Position annotation records ->
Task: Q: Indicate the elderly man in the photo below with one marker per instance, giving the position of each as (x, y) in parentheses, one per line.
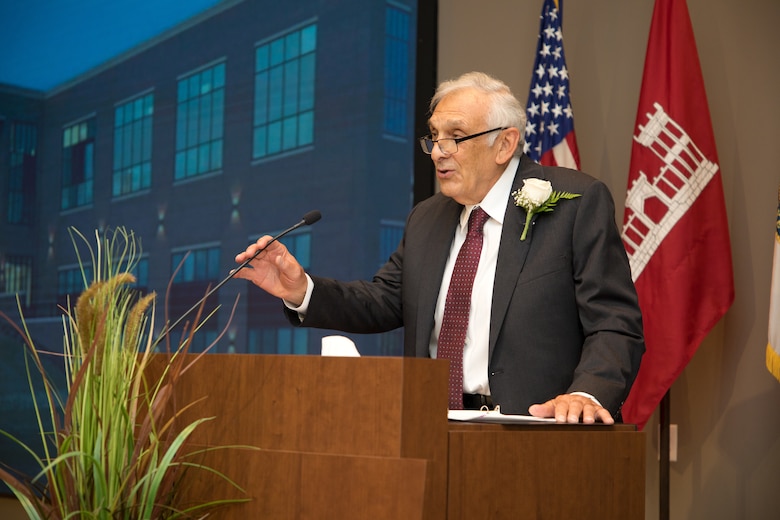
(514, 272)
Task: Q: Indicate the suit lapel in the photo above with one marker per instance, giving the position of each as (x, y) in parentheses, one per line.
(512, 252)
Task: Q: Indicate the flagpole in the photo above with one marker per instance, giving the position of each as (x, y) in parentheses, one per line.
(663, 465)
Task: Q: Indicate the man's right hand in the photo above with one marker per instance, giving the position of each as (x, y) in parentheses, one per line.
(274, 270)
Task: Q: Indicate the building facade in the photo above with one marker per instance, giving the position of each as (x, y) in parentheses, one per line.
(228, 127)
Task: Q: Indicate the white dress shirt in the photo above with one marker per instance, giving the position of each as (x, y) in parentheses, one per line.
(476, 349)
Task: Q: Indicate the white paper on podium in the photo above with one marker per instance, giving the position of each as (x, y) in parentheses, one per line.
(339, 346)
(494, 416)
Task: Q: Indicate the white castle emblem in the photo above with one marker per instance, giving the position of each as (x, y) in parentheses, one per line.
(682, 178)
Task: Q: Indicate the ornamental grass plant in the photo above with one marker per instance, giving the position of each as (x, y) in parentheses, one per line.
(115, 447)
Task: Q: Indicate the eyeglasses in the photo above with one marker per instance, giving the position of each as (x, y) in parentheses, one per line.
(449, 146)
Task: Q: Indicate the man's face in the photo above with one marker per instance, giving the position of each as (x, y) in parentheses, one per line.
(468, 174)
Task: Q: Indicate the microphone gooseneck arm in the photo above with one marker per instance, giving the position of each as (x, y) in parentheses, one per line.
(308, 219)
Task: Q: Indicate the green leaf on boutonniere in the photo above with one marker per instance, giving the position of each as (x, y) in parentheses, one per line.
(537, 196)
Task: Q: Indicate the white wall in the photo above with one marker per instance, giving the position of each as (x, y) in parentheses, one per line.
(726, 404)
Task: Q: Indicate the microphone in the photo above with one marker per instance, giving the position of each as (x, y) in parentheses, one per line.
(308, 219)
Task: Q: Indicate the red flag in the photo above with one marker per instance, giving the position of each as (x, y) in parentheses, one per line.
(674, 228)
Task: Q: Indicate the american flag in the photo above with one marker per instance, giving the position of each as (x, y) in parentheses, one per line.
(549, 132)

WHAT TO WORK ON ->
Rewrite the data above with each "Indicate" changed to "Mark" and everything else left as it is. Omit the pictures from your version.

RESULT OF THIS EXERCISE ->
Task: Q: Mark the elderly man in the photo below with one marker per instance, giving the position of each as (x, y) in parentheses, one per line.
(514, 272)
Task: Q: Mark the suit lapel in the photo above with one marker per instance, giving the position of each as (x, y) in parentheses, one per line.
(512, 252)
Task: Q: Mark the flagpole in the photo above with one marker per instance, giving the position of each as (x, y) in parentheses, one per line.
(663, 465)
Task: Q: Mark the man's right hand in the photo above with one marker per instance, giving the position of each as (x, y) in parentheses, one per line.
(274, 270)
Task: Q: Mark the building facade in the photo above with one marker per instance, giving the position of each as (x, y) in parentheses, one per line.
(228, 127)
Task: Q: Mark the white dress shirt in the photo above with one marker per instance, giving the position of each as (x, y) in parentheses, one per line.
(476, 349)
Task: Q: Mark the white paper on podium in the photo above with one marker per instance, giving the position of each as (x, y) in parentheses, one per line.
(339, 346)
(494, 416)
Task: Q: Mark the white castle emblem in the photo above with one marker per instance, giving the position of each as (x, y) in parentheses, one per line.
(682, 178)
Task: Q: Mark the ornamental grass plant in the photo above with one marker per instance, giving the position of each as (x, y) in parentheses, one per line.
(115, 447)
Task: Q: Mark the eyeglasses in the photo above with one marker per instance, giving the position of each as (x, y) in parentheses, one per line.
(449, 146)
Task: Q: Mark the man's face in the photo above with one marker per instance, giving the position of each as (x, y) in parentheses, one per line.
(468, 174)
Task: Q: Mark the microphone gooseneck arm in the photo above with one marker per instance, giving the position of each as (x, y) in parentheses, one per line.
(308, 219)
Task: Q: Mark the green leaf on boutonniere in the photo above with one marker per instance, giving the position of each as (x, y) in parentheses, one per line.
(537, 196)
Task: Q: Mark the white wall in the photo above with one marker per instance, giving the position of each as (x, y) in parentheses, one per line.
(726, 404)
Task: Q: Mark the microphone in the photo above with one marker per instance, giving the position of each as (x, y) in parentheses, one per line.
(308, 219)
Task: Q: Mark the red flag in the photo above with one marker per instance, giving the position of each as (x, y) in parentheses, one per line.
(674, 228)
Task: Q: Mark the american flag in the photo above with one marker per instance, giving the position of each as (x, y) in parentheses, one per line.
(549, 132)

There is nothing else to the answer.